WRITTEN INSTRUCTION A: Filter the entries below and copy each line that contains the word "woman".
--- begin DOCUMENT PASSAGE ---
6. The Cayley graph of a free group of finite rank, with respect to a free generating set, is a tree on which the group acts freely, preserving the orientation. As a topological space (a one-dimensional simplicial complex), this Cayley graph $\Gamma(F)$ is contractible. For a finitely presented group $G$, the natural homomorphism defined above, $\varphi:F\to G$, defines a covering map of Cayley graphs $\varphi^*:\Gamma(F)\to\Gamma(G)$, in fact a universal covering. Hence, the fundamental group of the Cayley graph $\Gamma(G)$ is isomorphic to the kernel of $\varphi$, the normal subgroup of relations among the generators of $G$. The extreme case is when $G=\{e\}$, the trivial group, considered with as many generators as $F$, all of them trivial; the Cayley graph $\Gamma(G)$ is a bouquet of circles, and its fundamental group is $F$ itself.
7. Any subgroup of a free group, $H \subset F$, corresponds to a covering space of the bouquet of circles, namely to the Schreier coset graph of $F/H$. This can be used to give a topological proof of the Nielsen-Schreier theorem above.
8. The groupoid approach to these results, given in the work by P.J. Higgins below, is related to the use of covering spaces above. It allows more powerful results, for example on Grushko's theorem, and a normal form for the fundamental groupoid of a graph of groups. In this approach there is considerable use of free groupoids on a directed graph.
9. Grushko's theorem has the consequence that if a subset $B$ of a free group $F$ on n elements generates $F$ and has n elements, then $B$ generates $F$ freely.
--- end DOCUMENT PASSAGE ---
WRITTEN INSTRUCTION B:
Using the passage on free groups, answer these questions:
(i) What is the Cayley graph $\Gamma(G)$ when $G$ is the trivial group?
(ii) To which graph does the covering space for a subgroup $H \subset F$ correspond?
(iii) In whose work is the groupoid approach to these results given?
--- begin SUPPLIED INFORMATION ---
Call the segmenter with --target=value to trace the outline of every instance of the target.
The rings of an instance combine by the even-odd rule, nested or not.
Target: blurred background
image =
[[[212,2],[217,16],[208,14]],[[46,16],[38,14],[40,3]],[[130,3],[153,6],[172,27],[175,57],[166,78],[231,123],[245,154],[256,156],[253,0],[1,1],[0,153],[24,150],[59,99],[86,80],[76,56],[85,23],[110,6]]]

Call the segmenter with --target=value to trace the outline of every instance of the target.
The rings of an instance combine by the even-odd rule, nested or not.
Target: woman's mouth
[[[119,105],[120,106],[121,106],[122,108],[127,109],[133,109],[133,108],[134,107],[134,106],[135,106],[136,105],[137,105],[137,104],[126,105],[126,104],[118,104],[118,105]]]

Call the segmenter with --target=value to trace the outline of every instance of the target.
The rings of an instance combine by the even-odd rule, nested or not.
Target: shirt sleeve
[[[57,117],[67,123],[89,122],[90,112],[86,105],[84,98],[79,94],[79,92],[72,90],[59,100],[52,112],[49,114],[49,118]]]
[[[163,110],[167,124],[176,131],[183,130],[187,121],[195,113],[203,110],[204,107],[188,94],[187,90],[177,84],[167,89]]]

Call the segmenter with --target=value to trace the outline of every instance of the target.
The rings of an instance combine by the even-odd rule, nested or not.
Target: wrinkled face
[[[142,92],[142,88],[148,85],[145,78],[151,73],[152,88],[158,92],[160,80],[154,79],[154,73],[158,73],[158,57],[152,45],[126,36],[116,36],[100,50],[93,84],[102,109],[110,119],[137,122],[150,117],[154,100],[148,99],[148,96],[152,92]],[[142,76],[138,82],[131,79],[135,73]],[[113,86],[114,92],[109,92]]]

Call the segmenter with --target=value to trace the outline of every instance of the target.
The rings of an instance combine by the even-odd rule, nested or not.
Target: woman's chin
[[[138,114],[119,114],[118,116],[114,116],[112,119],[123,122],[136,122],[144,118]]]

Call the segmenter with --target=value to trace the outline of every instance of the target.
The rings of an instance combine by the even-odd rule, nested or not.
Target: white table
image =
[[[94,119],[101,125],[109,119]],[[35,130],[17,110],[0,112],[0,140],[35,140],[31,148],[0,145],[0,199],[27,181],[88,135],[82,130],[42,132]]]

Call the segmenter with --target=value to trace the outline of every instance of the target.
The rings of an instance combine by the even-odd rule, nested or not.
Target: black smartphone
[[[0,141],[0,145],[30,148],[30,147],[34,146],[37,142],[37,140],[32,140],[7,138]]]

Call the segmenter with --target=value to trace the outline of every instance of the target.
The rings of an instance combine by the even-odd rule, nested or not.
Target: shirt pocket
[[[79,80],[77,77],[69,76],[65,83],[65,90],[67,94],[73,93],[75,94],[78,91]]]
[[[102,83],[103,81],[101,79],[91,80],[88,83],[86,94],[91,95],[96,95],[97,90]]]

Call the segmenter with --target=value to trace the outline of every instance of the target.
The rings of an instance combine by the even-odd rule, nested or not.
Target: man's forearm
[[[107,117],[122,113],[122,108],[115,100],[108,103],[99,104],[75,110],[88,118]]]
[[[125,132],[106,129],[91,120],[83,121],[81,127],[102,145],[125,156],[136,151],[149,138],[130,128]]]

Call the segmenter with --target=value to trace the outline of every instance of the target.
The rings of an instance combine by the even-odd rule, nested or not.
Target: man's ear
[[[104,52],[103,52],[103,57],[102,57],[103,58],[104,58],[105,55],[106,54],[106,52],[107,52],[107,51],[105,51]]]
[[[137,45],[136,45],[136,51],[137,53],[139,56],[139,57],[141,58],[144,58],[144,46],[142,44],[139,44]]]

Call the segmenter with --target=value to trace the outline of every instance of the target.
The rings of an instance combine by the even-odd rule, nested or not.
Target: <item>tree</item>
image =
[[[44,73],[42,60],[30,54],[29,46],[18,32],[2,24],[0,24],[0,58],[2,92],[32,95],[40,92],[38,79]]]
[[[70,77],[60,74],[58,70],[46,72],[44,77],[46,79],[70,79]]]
--- end SUPPLIED INFORMATION ---
EXPECTED OUTPUT A:
Target: woman's mouth
Target: woman's chin

EXPECTED OUTPUT B:
(i) A bouquet of circles.
(ii) The Schreier coset graph of $F/H$.
(iii) P.J. Higgins.